- **What you should do**
Rewrite the material from its beginning up to and including the line with "[(629, 260), (267, 169)]" as a numbered list. Skip any blank lines and leave out the pictures.

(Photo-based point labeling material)
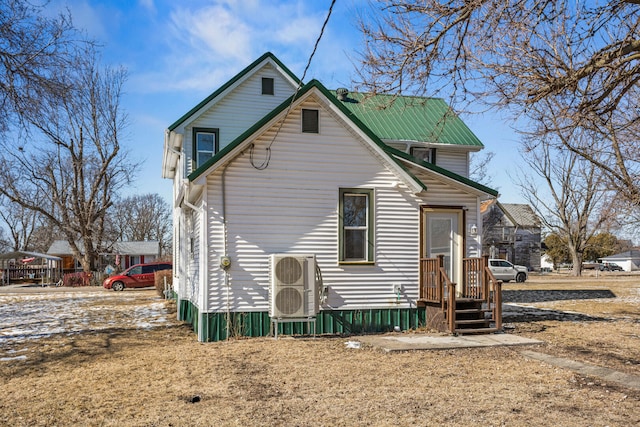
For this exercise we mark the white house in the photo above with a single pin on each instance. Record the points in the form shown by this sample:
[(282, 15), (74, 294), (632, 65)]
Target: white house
[(629, 260), (267, 169)]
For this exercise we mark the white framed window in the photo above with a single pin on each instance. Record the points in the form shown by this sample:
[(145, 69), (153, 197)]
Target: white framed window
[(423, 153), (356, 228), (205, 145)]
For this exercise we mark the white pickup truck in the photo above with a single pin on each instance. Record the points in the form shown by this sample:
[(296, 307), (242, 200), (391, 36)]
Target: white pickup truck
[(505, 271)]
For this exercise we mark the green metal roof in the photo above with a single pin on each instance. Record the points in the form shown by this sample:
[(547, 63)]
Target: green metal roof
[(408, 118), (231, 82), (394, 154)]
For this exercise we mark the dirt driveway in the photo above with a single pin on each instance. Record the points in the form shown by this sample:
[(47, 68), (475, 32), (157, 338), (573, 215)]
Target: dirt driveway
[(95, 357)]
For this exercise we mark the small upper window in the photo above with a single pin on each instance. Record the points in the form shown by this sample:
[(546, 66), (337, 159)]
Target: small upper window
[(267, 86), (423, 153), (310, 121), (355, 225), (205, 145)]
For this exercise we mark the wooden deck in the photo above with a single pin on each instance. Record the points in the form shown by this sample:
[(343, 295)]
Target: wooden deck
[(471, 308)]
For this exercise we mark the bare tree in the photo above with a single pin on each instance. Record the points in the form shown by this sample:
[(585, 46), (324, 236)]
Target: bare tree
[(32, 45), (582, 58), (68, 162), (143, 217), (20, 222), (573, 200)]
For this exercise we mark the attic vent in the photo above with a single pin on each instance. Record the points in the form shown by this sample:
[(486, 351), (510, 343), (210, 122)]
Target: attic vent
[(342, 93)]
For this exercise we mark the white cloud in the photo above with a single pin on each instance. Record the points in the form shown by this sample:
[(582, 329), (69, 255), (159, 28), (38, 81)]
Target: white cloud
[(148, 4), (213, 32)]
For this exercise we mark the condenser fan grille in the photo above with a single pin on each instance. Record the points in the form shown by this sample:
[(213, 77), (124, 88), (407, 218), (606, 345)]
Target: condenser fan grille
[(288, 270), (288, 300)]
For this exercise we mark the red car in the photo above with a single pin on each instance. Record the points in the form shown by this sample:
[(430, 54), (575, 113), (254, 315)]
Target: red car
[(136, 276)]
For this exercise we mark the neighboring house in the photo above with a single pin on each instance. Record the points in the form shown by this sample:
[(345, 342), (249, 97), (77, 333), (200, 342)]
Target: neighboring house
[(120, 255), (363, 186), (511, 232), (23, 266), (629, 260)]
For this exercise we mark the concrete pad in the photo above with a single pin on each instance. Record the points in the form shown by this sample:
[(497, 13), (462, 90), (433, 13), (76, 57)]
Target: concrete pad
[(406, 342)]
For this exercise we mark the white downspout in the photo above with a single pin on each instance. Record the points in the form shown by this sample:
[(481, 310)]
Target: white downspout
[(225, 248)]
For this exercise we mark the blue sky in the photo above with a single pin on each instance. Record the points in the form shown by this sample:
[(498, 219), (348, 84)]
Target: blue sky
[(178, 52)]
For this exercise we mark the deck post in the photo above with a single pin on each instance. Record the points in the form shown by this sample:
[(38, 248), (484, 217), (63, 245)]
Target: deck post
[(451, 307), (497, 307)]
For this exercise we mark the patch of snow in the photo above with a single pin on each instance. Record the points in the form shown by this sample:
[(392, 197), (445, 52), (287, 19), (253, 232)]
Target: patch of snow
[(33, 316)]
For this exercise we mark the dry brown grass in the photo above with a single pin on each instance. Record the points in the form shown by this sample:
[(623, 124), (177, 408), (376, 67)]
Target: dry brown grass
[(163, 377)]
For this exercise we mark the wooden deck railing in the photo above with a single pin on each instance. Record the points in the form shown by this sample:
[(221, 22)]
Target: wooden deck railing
[(478, 283)]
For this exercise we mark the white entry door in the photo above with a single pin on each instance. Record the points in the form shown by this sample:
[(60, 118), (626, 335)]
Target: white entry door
[(442, 237)]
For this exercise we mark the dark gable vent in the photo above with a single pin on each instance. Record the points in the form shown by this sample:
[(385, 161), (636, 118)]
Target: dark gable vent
[(310, 121), (342, 93)]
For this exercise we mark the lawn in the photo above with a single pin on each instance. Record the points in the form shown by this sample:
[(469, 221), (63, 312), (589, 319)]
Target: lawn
[(109, 359)]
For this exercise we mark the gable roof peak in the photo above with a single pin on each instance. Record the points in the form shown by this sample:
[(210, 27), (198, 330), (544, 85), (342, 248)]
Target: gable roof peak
[(249, 69)]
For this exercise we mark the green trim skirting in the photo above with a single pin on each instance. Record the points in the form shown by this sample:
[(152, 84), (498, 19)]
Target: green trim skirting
[(258, 324)]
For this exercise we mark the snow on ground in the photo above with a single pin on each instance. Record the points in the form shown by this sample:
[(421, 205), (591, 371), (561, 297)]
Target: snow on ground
[(43, 313)]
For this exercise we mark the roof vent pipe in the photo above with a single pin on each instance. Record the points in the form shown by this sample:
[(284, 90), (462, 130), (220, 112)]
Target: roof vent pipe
[(342, 93)]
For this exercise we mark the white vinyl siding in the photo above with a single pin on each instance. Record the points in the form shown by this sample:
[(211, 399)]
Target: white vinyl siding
[(240, 109), (292, 206)]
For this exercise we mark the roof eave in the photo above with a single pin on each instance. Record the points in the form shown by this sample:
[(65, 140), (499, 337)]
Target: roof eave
[(232, 83)]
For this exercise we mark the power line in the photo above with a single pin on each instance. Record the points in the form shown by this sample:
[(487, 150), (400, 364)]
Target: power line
[(265, 163)]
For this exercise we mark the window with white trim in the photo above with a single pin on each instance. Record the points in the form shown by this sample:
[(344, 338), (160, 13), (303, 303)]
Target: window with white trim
[(356, 229), (205, 145)]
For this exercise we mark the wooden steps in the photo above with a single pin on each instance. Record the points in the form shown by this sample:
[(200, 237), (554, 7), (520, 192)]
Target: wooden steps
[(471, 317)]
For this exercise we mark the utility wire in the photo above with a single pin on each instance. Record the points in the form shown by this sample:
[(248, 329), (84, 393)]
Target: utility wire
[(265, 163)]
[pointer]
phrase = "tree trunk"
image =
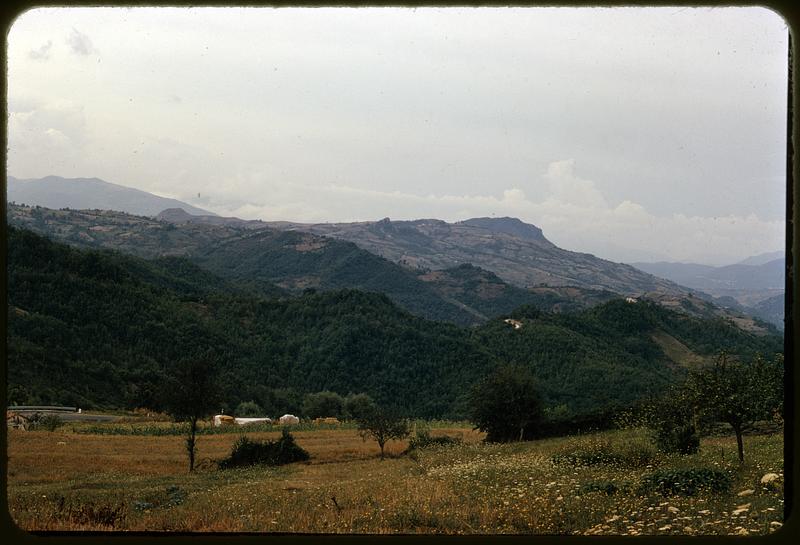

- **Written response**
1. For this exercise we mark the white house in the photo above with a single pin on each instance. Record the points in the form shown by this sample:
2. [(282, 15), (74, 294), (632, 65)]
3. Target: white house
4. [(629, 260), (267, 169)]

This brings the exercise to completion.